◆ **Vorliegender Textauszug**
* * * * * * *

Ich habe gehört, dass intern auch diese Variante besprochen worden ist. Wobei immer zu bedenken ist, dass momentan der Markt nicht gerade die freie Auswahl anbietet. Zu den Namen, die im Führungskreis diskutiert worden sind, gehört auch Markus Gisdol. Meiner Auffassung nach haben die Hertha-Bosse richtig gehandelt. Für Dardai spricht, dass er Hertha und die Gegebenheiten bestens kennt. Eine wichtige Voraussetzung, um schnell einzugreifen und zu handeln. Er benötigt keine lange Anlaufzeit, um die verunsicherte Mannschaft auf Kurs zu bringen.
Wie bewerten Sie das Auftreten der Mannschaft in jüngster Vergangenheit?
Augenblicklich stellt die Hertha keine Mannschaft. Wer einen Blick auf den Kader wirft, kommt zu dem Schluss, dass die einzelnen Spieler schon ein gewisses Niveau verkörpern, es einige überdurchschnittliche Individualisten gibt, die kaum jemand im Aufgebot eines Abstiegskandidaten vermutet. Doch in der Summe dieser Einzelkönner ergibt sich keine erfolgversprechende Einheit auf dem Platz.
Marko Rehmer vor Duell mit Werder Bremen über Hertha BSC: „In dieser Verfassung ist die Truppe ungeeignet für den Existenzkampf“
Das Grundübel aus Ihrer Sicht?
Fast alle Spieler lassen die Einsatzbereitschaft, den nötigen Willen, die unbedingte Leidenschaft und den vorbildlichen Kampfgeist vermissen. Also die Tugenden, die eine Mannschaft im Abstiegskampf unbedingt an den Tag legen muss, um bestehen zu können. In dieser Verfassung ist die Truppe ungeeignet für den Existenzkampf. Hier muss Pal Dardai ansetzen, doch, wie ich ihn kenne, weiß er das selbst.
Können Sie diese Charakterschwäche der Mehrzahl der Hertha-Profis nachvollziehen?
Überhaupt nicht! Ich möchte als Spieler doch nicht mit dem Makel eines Abstiegs befleckt sein. So lautete jedenfalls mein Antrieb, als ich während meiner aktiven Zeit zweimal mit so einer bedrohlichen Lage konfrontiert worden bin. Ich habe alles gegeben, um den Klassenerhalt zu schaffen. 1999 bei Hansa Rostock, obwohl damals mein Wechsel zur Berliner Hertha schon feststand. Dennoch habe ich für Hansa gekämpft. Genauso wie bei Eintracht Frankfurt, als auf meiner letzten Profistation ebenfalls der Abstieg drohte.

* * * * * * *

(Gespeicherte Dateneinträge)
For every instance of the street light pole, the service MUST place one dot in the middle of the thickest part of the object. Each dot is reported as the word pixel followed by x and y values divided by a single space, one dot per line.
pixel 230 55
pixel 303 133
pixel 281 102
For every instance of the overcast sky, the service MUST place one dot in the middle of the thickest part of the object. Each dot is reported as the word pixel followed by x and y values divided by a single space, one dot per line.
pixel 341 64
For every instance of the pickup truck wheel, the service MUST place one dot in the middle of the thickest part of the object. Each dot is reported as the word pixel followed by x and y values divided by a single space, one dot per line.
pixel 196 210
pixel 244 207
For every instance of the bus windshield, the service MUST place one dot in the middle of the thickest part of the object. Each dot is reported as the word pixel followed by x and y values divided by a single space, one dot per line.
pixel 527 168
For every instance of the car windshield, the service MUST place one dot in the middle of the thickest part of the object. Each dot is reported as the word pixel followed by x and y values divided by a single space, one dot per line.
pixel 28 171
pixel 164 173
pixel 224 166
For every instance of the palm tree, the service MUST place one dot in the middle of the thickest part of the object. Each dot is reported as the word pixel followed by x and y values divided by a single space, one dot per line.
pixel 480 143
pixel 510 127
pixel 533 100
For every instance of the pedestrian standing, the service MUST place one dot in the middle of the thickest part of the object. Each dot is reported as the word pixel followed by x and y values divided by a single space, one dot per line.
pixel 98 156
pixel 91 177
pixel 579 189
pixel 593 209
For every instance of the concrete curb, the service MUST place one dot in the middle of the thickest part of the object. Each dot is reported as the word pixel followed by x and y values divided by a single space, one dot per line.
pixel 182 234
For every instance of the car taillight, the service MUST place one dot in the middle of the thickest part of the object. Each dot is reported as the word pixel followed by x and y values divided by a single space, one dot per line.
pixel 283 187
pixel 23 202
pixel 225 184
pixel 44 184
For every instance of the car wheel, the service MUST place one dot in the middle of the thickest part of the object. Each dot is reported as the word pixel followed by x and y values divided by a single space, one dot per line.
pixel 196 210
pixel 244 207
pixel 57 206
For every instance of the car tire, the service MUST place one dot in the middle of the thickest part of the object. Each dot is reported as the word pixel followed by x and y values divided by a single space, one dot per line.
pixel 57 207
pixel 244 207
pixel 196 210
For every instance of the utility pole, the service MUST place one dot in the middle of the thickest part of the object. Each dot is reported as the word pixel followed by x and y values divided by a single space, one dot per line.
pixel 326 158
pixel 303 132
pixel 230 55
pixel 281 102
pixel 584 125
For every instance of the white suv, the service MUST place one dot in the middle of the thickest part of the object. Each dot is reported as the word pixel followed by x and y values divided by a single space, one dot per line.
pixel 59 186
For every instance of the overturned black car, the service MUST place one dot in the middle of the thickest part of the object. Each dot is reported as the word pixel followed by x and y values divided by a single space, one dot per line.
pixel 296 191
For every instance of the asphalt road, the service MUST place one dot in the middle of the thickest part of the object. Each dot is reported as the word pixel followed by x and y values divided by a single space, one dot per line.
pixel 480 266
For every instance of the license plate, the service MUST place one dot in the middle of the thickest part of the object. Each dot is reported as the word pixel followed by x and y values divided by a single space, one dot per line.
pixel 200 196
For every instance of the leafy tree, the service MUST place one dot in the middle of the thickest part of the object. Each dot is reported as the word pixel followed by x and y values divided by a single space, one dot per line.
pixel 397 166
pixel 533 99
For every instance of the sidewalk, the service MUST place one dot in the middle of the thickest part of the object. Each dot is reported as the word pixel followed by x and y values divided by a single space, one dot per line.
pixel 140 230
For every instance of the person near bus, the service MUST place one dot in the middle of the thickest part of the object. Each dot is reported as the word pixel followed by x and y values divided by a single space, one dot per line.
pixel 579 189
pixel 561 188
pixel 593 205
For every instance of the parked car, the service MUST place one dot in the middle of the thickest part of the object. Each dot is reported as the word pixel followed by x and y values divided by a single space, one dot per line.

* * * * * * *

Gib aus dem Interview über Hertha BSC den Abschnitt von „Marko Rehmer vor“ bis einschließlich „der Hertha-Profis nachvollziehen?“ wortgetreu aus. Die Einträge stammen aus einer anderen Quelle.

◆ **Lösung der Aufgabe**
Marko Rehmer vor Duell mit Werder Bremen über Hertha BSC: „In dieser Verfassung ist die Truppe ungeeignet für den Existenzkampf“
Das Grundübel aus Ihrer Sicht?
Fast alle Spieler lassen die Einsatzbereitschaft, den nötigen Willen, die unbedingte Leidenschaft und den vorbildlichen Kampfgeist vermissen. Also die Tugenden, die eine Mannschaft im Abstiegskampf unbedingt an den Tag legen muss, um bestehen zu können. In dieser Verfassung ist die Truppe ungeeignet für den Existenzkampf. Hier muss Pal Dardai ansetzen, doch, wie ich ihn kenne, weiß er das selbst.
Können Sie diese Charakterschwäche der Mehrzahl der Hertha-Profis nachvollziehen?